Directives>
- 1) From the passage about the "A Day in the Life" manuscript, copy the text from "Mal Evans (Beatles" up to and including "and influential artists.".
- 2) Answer these questions using the passage about the "A Day in the Life" manuscript.
(a) In what two kinds of ink were the two sets of lyrics written?
(b) At which auction house, and on what date, was the manuscript sold?
(c) Who wrote the review titled "We Still Need the Beatles, but ..."?

Passage to read>
▽

Autograph manuscript of John Lennon's lyrics for the "A Day in the Life," the final track on the Beatles' 1967 album Sgt. Pepper's Lonely Hearts Club Band, 2 pages (10 1/2 x 7 5/8 in.; 267 x 194 mm) on a single sheet of unruled writing paper, [London, 17 January 1967], comprising 2 complete sets of the lyrics written in black felt marker and blue ballpoint pen, several autograph emendations and corrections (a few of these in red ballpoint pen): (1) the recto bears Lennon's original first draft, written in a hurried but fully legible cursive script; (2) the verso bears an autograph fair copy written almost entirely in capital letters and evidently prepared for use in the recording studio, incorporating the emendations from the first draft and adding three further ones, numbering the verses 1-4, and indicating the insertion of the phrase "I love to turn you on" after the third verse. A short mended tear at center top margin and tiny hole in center lower margin, neither affecting text, some light marginal stains. Matted, framed, and double-glazed.

Provenance

Mal Evans (Beatles assistant) — the estate or a descendant of Mal Evans (Sotheby's London, 27 August 1992 (Rock 'n' Roll and Film Memorabilia), lot 370

Catalogue Note

From conception to recording studio: the original manuscript for one of the most significant works of one of the twentieth century's most revered and influential artists.

"A Day in the Life" embodies all of the contradictions of the tumultuous decade in which it was created. It is the pivotal song of the archetypal Sixties rock 'n' roll album, yet Sgt. Pepper's—unlike the albums that preceded and succeeded its fifteen-week reign at the top of the Billboard charts, Headquarters by the Monkees and Ode to Billy Joe by Bobbie Gentry—remains undated: as relevant, fresh, and listenable today as in 1967. It is the quintessential John Lennon composition—gorgeously melodic, brooding, emotional, darkly comic, obscure—and yet it is his most successful mature collaboration with Paul McCartney. It is an integral part of the Sgt. Pepper's concept, and yet it is an entirely singular achievement; it is difficult to believe that the song describes a day in the life of Billy Shears.

The exceptionalism of "A Day in the Life" has long been remarked on. The album was almost universally acclaimed upon its release as transcending the constraints of popular music. Kenneth Tynan's notice in the Times of London characterized the album as "A decisive moment in the history of Western civilization," while Geoffrey Stokes's review in the Village Voice found that "listening to the Sgt. Pepper album one thinks not simply of the history of popular music but the history of this century."

But even in 1967, there were skeptics. The New York Times critic, Richard Goldstein, wrote a sharp review titled "We Still Need the Beatles, but ...," comparing Sgt. Pepper's to a spoiled, overly stimulated child. "It reeks of horns and harps, harmonica quartets, assorted animal noises, and a 41-piece orchestra," full "of special effects, dazzling but ultimately fraudulent." But "A Day in the Life" escaped Goldstein's withering dismissal. He described the song as "a deadly earnest excursion in emotive music with a chilling lyric [that] stands as one of the most important Lennon-McCartney compositions, and ...  is a historic Pop event."

△

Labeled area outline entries
▽

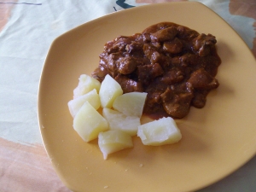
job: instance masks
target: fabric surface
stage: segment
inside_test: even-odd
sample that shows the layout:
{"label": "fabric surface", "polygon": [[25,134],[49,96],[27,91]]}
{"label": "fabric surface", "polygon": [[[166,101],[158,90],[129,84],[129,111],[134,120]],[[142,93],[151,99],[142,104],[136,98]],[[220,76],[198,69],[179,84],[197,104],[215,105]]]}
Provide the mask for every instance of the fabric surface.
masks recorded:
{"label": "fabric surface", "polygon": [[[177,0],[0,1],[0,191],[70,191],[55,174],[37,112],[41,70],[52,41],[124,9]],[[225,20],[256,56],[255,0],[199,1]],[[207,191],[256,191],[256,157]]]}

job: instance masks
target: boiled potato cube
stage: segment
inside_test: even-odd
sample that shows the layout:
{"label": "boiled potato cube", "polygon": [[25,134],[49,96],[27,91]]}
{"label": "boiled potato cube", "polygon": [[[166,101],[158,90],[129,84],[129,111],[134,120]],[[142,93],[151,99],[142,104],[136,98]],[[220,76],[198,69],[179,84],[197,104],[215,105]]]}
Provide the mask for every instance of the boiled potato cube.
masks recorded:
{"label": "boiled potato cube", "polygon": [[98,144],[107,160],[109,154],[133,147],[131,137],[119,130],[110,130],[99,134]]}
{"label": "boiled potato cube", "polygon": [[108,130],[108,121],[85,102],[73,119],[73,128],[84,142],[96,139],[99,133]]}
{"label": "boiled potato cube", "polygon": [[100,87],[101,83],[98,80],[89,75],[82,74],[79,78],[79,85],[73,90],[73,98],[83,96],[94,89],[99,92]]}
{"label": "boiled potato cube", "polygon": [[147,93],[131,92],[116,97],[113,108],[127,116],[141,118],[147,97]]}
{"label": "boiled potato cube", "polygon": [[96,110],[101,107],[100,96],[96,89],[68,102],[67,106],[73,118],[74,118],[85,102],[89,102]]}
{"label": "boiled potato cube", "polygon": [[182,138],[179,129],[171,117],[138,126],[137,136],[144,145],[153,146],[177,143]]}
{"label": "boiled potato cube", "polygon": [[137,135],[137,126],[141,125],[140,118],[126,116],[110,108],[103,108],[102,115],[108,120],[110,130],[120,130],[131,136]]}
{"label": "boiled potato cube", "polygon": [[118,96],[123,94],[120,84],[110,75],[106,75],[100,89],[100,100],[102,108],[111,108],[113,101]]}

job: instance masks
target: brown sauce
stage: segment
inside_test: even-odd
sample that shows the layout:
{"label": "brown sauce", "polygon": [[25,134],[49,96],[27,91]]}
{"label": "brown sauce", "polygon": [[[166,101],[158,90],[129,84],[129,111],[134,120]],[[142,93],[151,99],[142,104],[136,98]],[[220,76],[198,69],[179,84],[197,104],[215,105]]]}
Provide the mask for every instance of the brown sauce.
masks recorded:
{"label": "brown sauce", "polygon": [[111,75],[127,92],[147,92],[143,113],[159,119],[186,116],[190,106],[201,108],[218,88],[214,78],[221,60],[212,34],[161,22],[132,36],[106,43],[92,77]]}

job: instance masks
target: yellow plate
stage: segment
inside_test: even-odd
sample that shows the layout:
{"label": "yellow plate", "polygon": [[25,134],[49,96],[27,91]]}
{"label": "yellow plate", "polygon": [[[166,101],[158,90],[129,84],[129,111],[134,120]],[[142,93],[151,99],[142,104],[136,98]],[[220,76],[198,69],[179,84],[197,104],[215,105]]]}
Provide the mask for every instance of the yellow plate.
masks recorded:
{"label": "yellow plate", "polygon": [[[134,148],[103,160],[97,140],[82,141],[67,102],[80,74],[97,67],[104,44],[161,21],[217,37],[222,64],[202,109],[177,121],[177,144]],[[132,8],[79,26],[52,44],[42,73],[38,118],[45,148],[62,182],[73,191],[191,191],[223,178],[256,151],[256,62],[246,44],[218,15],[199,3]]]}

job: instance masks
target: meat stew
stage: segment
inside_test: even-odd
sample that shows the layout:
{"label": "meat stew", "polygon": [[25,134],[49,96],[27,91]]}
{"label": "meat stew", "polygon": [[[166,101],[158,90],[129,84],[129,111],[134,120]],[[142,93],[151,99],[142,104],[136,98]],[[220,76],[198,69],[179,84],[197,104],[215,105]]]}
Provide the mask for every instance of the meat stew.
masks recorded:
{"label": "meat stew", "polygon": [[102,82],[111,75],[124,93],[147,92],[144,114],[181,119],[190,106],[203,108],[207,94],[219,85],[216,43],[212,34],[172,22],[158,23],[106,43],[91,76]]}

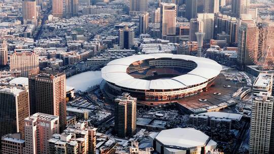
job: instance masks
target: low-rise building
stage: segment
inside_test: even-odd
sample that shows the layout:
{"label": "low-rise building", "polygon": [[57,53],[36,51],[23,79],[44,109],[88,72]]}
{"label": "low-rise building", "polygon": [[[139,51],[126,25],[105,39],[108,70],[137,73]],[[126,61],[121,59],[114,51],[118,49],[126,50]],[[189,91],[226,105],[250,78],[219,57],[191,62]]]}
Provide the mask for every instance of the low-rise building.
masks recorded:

△

Task solutions>
- 1)
Mal Evans (Beatles assistant) — the estate or a descendant of Mal Evans (Sotheby's London, 27 August 1992 (Rock 'n' Roll and Film Memorabilia), lot 370

Catalogue Note

From conception to recording studio: the original manuscript for one of the most significant works of one of the twentieth century's most revered and influential artists.

- 2)
(a) Black felt marker and blue ballpoint pen.
(b) Sotheby's London, on 27 August 1992.
(c) Richard Goldstein, the New York Times critic.